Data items

------------------------------------------------

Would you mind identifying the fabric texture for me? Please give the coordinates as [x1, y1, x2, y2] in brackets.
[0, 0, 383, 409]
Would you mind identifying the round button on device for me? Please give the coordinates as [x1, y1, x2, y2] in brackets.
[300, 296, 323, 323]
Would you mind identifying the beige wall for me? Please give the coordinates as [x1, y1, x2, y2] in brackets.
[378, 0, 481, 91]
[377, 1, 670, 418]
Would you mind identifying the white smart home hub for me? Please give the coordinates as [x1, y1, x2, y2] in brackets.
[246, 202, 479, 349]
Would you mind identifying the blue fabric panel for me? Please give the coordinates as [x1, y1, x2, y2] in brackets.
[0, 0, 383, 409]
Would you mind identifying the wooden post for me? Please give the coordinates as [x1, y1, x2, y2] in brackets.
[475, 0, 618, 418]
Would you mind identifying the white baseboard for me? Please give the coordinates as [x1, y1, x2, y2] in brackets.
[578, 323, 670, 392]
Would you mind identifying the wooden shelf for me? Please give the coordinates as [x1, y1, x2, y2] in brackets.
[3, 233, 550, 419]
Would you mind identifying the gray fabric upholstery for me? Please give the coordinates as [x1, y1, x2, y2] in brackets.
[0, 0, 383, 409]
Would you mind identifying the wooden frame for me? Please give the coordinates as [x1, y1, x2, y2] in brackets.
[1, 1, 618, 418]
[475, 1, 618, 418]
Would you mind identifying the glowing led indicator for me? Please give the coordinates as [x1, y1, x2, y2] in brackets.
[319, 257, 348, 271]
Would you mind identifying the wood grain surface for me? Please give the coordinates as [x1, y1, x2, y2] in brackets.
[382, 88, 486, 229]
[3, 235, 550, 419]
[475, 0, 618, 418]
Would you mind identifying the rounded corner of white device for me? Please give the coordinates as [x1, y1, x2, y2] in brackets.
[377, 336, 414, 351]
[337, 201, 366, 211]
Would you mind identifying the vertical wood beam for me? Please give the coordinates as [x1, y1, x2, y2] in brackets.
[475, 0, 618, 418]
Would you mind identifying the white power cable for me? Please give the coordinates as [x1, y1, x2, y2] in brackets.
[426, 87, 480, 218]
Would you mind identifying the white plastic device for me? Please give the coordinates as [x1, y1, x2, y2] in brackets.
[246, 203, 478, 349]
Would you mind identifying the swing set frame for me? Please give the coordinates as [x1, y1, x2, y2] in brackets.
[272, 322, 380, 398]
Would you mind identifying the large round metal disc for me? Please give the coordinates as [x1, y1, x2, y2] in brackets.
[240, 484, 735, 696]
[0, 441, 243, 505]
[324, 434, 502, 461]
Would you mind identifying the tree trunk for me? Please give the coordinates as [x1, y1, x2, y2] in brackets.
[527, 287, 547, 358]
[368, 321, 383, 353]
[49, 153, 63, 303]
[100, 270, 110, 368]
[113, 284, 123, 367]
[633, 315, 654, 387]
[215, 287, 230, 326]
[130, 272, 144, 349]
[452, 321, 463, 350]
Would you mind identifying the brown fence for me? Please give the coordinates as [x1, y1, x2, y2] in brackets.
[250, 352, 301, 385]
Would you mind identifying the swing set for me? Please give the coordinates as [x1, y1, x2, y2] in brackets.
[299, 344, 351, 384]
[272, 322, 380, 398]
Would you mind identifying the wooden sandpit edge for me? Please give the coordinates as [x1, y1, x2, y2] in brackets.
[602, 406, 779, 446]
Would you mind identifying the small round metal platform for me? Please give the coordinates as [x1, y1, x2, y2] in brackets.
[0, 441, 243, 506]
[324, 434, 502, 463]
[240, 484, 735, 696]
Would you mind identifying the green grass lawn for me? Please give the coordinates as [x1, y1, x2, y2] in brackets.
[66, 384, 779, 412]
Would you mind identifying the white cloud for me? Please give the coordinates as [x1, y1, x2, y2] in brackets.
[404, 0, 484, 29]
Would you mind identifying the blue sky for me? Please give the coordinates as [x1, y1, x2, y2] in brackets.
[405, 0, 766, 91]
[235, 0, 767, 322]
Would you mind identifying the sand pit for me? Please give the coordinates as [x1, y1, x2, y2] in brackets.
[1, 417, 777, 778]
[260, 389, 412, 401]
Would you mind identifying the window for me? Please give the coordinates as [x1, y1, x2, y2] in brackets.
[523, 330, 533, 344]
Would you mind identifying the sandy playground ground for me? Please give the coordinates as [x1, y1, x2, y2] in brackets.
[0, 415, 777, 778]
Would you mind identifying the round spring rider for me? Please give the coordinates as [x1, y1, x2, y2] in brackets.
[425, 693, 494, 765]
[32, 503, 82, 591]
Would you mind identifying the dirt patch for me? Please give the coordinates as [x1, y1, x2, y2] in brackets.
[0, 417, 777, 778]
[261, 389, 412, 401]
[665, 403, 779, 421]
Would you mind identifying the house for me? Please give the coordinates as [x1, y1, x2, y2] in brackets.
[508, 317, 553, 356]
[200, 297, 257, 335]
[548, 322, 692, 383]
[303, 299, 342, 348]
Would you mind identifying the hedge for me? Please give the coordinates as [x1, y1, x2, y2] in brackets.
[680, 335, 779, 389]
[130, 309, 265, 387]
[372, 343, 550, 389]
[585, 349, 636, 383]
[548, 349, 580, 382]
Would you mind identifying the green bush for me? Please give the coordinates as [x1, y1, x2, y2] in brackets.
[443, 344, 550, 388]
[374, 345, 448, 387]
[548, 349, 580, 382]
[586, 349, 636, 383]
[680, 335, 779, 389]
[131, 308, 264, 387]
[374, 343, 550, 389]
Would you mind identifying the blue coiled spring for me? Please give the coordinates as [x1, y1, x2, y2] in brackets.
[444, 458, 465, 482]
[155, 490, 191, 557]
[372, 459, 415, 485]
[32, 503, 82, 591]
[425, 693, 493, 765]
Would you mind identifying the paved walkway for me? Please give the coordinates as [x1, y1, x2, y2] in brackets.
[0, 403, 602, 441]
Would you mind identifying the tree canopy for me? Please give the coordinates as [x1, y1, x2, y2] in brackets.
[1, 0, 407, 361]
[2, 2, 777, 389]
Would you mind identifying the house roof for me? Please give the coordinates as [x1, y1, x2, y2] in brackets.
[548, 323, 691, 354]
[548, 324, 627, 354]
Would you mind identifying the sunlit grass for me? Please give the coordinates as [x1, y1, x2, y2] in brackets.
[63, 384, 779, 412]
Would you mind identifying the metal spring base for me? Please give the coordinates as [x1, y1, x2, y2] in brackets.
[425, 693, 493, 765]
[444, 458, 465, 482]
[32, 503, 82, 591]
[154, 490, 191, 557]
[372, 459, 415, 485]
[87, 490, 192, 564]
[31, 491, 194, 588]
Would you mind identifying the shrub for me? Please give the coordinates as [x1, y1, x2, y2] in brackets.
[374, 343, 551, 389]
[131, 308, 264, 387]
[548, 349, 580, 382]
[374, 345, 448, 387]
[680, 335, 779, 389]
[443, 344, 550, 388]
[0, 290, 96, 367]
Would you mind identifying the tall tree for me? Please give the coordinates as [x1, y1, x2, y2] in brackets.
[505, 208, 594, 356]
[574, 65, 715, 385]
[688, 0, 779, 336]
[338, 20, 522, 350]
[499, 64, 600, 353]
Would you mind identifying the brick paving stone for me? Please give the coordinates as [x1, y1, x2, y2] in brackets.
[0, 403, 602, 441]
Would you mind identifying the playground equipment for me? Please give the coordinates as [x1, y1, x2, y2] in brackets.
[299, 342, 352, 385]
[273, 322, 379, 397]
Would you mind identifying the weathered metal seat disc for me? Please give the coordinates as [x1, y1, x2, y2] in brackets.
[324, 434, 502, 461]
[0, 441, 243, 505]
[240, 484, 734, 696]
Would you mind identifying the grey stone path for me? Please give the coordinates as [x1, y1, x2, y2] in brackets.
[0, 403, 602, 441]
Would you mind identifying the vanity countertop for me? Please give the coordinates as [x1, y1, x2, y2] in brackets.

------------------------------------------------

* [TO DO]: Copy, exactly as written, the lines above, beginning with the one that contains "Would you mind identifying the sunlit" and ending with the last.

* [ANSWER BOX]:
Would you mind identifying the sunlit grass for me? Please give the coordinates as [x1, y1, x2, y2] in brackets.
[63, 384, 779, 412]
Would you mind identifying the metal spring base for me? Please give the coordinates as [x1, y1, x2, y2] in brackets.
[425, 693, 493, 765]
[444, 458, 465, 482]
[32, 503, 82, 591]
[154, 490, 191, 557]
[372, 459, 415, 485]
[87, 490, 192, 564]
[31, 491, 194, 588]
Would you mind identifying the shrub for me? Please give the coordinates as [x1, y1, x2, y2] in brackets.
[374, 343, 551, 389]
[131, 308, 264, 387]
[548, 349, 580, 382]
[374, 345, 448, 387]
[680, 335, 779, 389]
[443, 344, 550, 388]
[0, 290, 96, 367]
Would you mind identifying the tall tree for me? Please give the coordinates as [x1, y1, x2, y2] in brackets.
[505, 208, 594, 356]
[574, 65, 715, 385]
[688, 0, 779, 336]
[338, 20, 522, 350]
[499, 64, 600, 353]
Would you mind identifying the brick paving stone for me? Please give the coordinates as [x1, y1, x2, y2] in brackets.
[0, 403, 602, 441]
Would you mind identifying the playground equipment for me? Please give the coordinates as [x1, y1, x2, y2] in brackets.
[299, 342, 352, 385]
[273, 322, 379, 397]
Would you mind identifying the weathered metal seat disc for me? Please give the coordinates as [x1, y1, x2, y2] in brackets.
[324, 434, 502, 461]
[0, 441, 243, 505]
[240, 484, 734, 696]
Would you mind identifying the grey stone path for me? Please give the coordinates as [x1, y1, x2, y2] in brackets.
[0, 403, 602, 441]
Would you mind identifying the vanity countertop for me? Please give the coordinates as [x1, y1, x2, y2] in brackets.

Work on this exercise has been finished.